** RINCIAN TUGAS **
Menurut kutipan tentang hubungan pesantren dan kampus, apa yang dibutuhkan pesantren dari perguruan tinggi?

** KUTIPAN TERPILIH **
#####
Karena itu, kata alumni Pondok Pesantren Darussalam Lampung ini, tema penguatan kelembagaan dianggapnya sangat relevan untuk memastikan pesantren tetap menjadi pusat peradaban ilmu yang otoritatif dan berpengaruh. Ia menegaskan bahwa hubungan pesantren dan kampus bukanlah hubungan subordinatif, melainkan simbiosis yang saling membutuhkan.
’’Kampus membutuhkan kebijaksanaan, kearifan lokal, dan jaringan ulama pesantren. Pesantren membutuhkan metodologi riset dan pendekatan ilmiah dari perguruan tinggi,” jelas Prof. Wan.
Prof. Wan menjelaskan bahwa penguatan kelembagaan tidak bisa parsial atau jangka pendek.
#####
** INFORMASI YANG DIBERIKAN **

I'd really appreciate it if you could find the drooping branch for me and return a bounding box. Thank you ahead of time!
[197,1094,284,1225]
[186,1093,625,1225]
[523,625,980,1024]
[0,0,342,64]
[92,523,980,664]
#####
** PENYELESAIAN TUGAS **
Metodologi riset dan pendekatan ilmiah.